# ayuda elección de estudios superior



## kdm (May 1, 2011)

hola a todos tengo 24 años y en su día finalice grado medio de electrónica, me gusto y lo saque bien, empece el superior de sistemas de telecomunicacion e informaticos y lo deje me gustaba y tal pero vi demasiada informatica y programación total que ahora he visto el de desarrollo de productos electrónico y me interesa mas pero informandome he visto que lo van a modificar digamos dejara de ser "diseño" para "reparar" lo que me tira para atrás es que si lo cambian sera por algo ¿poca salida laboral?¿mal ciclo o malos créditos? nose he mirado fp's y es o este o telecos, no me gustaria sacarmerlo para que no valiera para nada por otro lado si lo acabara seguiría formandome asi que tendría este ciclo que me gusta,volviendo al tema laboral se que esta difícil en españa pero bueno sera cuestión de ponerle empeño ¿como os va a vosotros?
mil gracias


----------



## dayo (May 5, 2011)

Ok. Estudio 7 semestre de ingenieria en telecomunicaciones y te dire lo que pienso a pesar de tener poca experiencia.

Como absolutamente todo en la vida depende de donde te encuentres, de tu ambiente. España tiene fama de tener unas de las universidades mas difciles en materias de tecnologia (telecomunicaciones, electrica) y la mayoria de los que estan contentos es porque se fueron de ahi, tan simple como eso, pero en verdad no vivo ahi por tanto *"NO SE"*....

======

▶ TAREAS PROPUESTAS:
- a) Responde a estas preguntas sobre el hilo de la elección de estudios:
(i) ¿Cuántos años dice tener kdm?
(ii) ¿Qué ciclo superior empezó kdm y luego dejó?
(iii) ¿En qué semestre de ingeniería en telecomunicaciones está dayo?
- b) Transcribe sin cambios el fragmento del hilo de la elección de estudios que comienza en las palabras "# ayuda elección" y termina después de "va a vosotros?".

[Datos de etiquetado por coordenadas]
======

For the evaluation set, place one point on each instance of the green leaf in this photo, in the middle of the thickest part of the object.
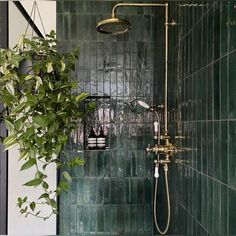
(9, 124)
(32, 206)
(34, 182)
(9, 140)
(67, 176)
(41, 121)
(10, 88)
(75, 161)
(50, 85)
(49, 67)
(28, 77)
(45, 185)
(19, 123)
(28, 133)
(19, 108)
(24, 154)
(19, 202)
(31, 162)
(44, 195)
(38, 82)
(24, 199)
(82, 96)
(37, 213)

======

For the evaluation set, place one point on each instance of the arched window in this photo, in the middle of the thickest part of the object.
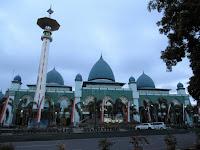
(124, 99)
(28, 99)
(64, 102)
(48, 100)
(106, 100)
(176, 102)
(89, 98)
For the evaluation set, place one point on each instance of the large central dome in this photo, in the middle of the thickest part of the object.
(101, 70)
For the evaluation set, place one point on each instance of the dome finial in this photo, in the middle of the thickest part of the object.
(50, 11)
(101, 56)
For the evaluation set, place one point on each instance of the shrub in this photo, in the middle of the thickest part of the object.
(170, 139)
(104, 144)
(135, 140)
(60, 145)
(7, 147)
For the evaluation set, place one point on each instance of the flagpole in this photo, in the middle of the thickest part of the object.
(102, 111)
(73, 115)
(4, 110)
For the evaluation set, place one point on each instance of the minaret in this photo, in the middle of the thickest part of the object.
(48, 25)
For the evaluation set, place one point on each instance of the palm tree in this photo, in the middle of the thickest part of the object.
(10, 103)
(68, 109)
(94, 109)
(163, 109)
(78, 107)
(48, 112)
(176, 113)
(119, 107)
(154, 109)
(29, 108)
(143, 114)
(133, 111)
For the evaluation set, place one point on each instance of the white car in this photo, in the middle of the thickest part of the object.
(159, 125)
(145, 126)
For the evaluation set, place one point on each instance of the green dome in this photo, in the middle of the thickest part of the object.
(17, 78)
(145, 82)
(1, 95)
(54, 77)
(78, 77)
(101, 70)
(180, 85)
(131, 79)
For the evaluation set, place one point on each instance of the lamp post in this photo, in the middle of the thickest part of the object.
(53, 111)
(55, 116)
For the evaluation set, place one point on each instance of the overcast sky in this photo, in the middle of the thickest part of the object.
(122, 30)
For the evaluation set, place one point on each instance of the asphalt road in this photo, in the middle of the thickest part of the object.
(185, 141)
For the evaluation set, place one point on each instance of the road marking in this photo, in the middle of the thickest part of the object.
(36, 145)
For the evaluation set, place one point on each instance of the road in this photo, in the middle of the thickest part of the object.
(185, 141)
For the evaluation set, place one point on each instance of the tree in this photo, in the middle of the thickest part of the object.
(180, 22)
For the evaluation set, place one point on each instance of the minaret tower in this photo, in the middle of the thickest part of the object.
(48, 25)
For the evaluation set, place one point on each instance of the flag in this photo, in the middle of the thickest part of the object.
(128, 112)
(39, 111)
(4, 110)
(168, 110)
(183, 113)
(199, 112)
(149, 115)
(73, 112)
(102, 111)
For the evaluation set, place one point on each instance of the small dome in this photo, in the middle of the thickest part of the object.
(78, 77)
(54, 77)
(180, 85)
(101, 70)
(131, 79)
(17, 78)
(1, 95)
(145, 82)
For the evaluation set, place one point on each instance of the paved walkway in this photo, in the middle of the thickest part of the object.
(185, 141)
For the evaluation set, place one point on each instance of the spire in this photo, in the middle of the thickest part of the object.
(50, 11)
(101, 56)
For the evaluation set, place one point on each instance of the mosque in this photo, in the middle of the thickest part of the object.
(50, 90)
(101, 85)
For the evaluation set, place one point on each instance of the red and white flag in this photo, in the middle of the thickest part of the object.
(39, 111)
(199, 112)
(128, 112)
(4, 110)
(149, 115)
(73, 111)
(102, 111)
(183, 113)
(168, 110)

======

▶ SOLUCIONES:
- a)
(i) 24 años.
(ii) El superior de sistemas de telecomunicación e informáticos.
(iii) En el 7.º semestre.

- b)
# ayuda elección de estudios superior



## kdm (May 1, 2011)

hola a todos tengo 24 años y en su día finalice grado medio de electrónica, me gusto y lo saque bien, empece el superior de sistemas de telecomunicacion e informaticos y lo deje me gustaba y tal pero vi demasiada informatica y programación total que ahora he visto el de desarrollo de productos electrónico y me interesa mas pero informandome he visto que lo van a modificar digamos dejara de ser "diseño" para "reparar" lo que me tira para atrás es que si lo cambian sera por algo ¿poca salida laboral?¿mal ciclo o malos créditos? nose he mirado fp's y es o este o telecos, no me gustaria sacarmerlo para que no valiera para nada por otro lado si lo acabara seguiría formandome asi que tendría este ciclo que me gusta,volviendo al tema laboral se que esta difícil en españa pero bueno sera cuestión de ponerle empeño ¿como os va a vosotros?